- YOUR GOAL
Extract from the listing below the lines from the one with "QA step — confirm brown" through the one with "[0,92,1167,816]", copying them character for character, both end lines included.

- DATA LISTING
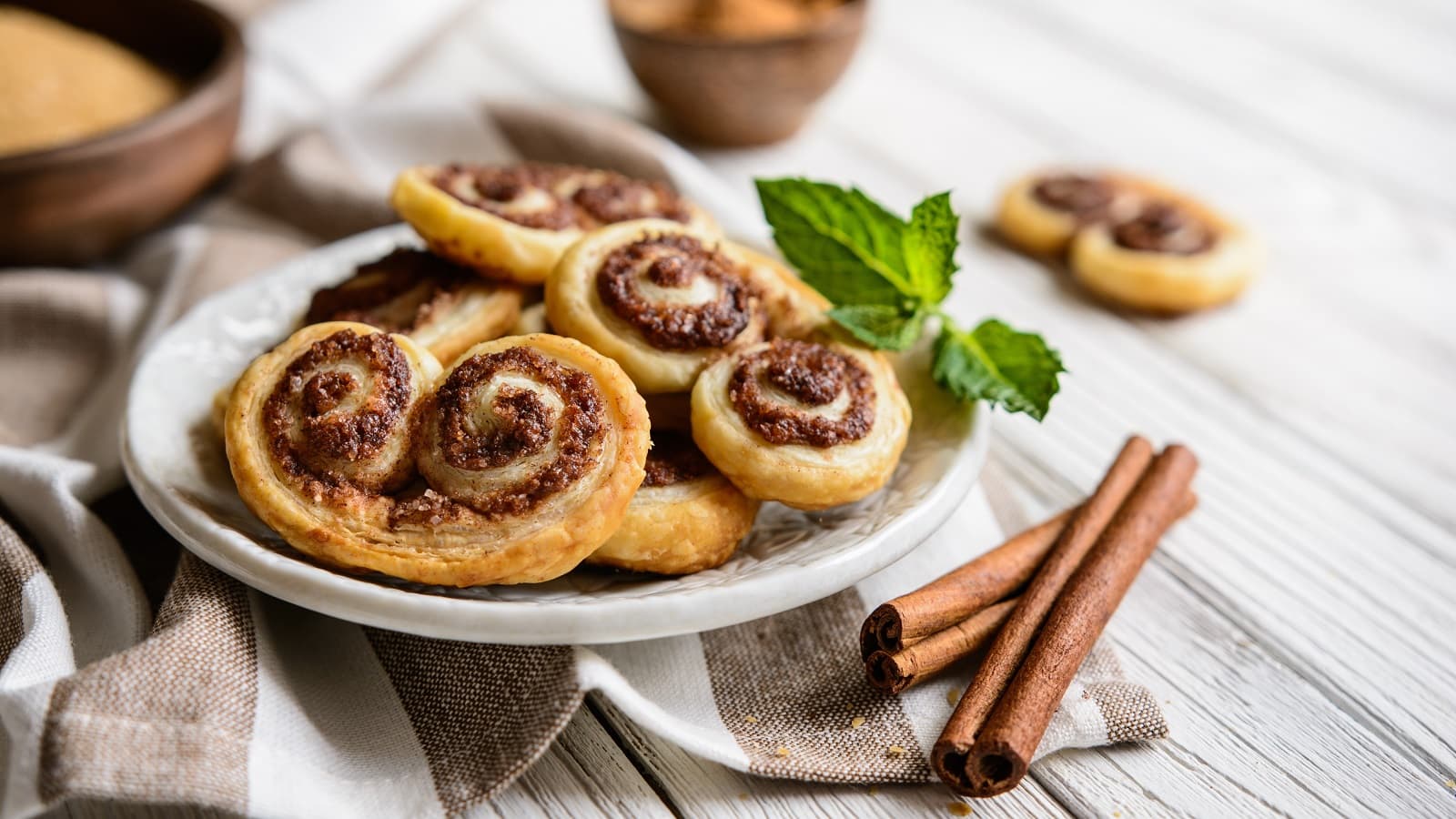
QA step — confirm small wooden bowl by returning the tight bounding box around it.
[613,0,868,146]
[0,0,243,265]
* * *
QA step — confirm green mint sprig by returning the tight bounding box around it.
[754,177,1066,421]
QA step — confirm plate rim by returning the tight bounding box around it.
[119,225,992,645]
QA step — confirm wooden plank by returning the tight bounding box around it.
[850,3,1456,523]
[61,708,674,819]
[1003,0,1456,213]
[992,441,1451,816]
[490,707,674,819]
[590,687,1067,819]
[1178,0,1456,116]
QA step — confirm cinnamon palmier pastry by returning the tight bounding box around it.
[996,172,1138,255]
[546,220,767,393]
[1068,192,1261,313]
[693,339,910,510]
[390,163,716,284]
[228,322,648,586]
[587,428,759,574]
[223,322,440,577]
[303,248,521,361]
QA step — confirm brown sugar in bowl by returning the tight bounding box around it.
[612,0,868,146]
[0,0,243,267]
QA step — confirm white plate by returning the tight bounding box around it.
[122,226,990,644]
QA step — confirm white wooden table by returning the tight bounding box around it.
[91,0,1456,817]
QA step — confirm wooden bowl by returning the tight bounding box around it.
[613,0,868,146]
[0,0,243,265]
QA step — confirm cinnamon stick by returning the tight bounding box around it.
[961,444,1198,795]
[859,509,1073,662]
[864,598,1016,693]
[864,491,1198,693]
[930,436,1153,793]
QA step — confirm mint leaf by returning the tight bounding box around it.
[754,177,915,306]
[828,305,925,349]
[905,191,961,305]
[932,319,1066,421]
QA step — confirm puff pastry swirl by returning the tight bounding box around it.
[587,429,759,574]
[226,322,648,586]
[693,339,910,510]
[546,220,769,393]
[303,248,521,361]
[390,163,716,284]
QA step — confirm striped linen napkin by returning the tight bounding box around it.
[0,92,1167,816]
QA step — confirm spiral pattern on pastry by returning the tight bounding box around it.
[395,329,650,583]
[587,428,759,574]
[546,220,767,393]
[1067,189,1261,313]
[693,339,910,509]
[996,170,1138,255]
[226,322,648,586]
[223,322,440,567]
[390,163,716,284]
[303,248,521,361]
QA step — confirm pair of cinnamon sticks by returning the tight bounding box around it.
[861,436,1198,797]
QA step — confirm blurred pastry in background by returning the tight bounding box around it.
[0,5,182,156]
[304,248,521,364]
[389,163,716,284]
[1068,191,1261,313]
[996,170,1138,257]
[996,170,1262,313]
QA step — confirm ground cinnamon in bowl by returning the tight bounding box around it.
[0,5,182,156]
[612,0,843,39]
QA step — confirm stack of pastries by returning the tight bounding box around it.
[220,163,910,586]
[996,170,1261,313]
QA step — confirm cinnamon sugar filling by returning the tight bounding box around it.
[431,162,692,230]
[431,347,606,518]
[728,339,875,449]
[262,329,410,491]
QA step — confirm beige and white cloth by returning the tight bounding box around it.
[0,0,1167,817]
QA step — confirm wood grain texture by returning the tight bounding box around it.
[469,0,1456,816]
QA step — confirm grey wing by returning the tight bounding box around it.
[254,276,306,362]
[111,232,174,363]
==
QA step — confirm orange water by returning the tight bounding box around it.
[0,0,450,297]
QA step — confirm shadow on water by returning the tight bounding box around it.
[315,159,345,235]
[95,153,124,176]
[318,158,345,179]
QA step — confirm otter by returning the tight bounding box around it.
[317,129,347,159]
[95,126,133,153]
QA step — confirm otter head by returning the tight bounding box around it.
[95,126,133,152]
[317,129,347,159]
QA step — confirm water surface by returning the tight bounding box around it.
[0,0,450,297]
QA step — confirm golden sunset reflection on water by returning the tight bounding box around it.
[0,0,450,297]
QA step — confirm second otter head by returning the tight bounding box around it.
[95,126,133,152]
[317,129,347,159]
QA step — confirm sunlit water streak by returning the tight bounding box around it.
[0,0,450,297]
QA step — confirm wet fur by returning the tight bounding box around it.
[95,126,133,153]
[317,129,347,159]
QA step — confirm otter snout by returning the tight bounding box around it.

- TASK RESULT
QA step — confirm brown sugar in bowl by returning the tight bounding box around it.
[612,0,868,146]
[0,0,243,267]
QA step — confirm white plate by returning the tight bounding box around it.
[122,226,990,644]
QA step — confirm white wooden table by returning the tight bounding box around it.
[91,0,1456,817]
QA step — confirm wooden bowl by returning the tight bounding box around it.
[613,0,868,146]
[0,0,243,265]
QA step — confirm cinnamon stick by returning the tight bounding box around it.
[961,444,1198,795]
[859,509,1073,662]
[864,598,1016,693]
[864,491,1198,693]
[930,436,1153,793]
QA step — confirm mint leaf by returning the tight bounding box around it.
[754,177,915,306]
[828,305,925,349]
[905,191,961,305]
[932,319,1066,421]
QA step — confirm puff pastry swirl by returning the tight bounding box around it.
[587,429,759,574]
[226,322,648,586]
[693,339,910,510]
[546,220,769,393]
[303,248,521,361]
[390,163,716,284]
QA step — confirm striped linen napkin by returning the tight bounding box around it.
[0,92,1167,816]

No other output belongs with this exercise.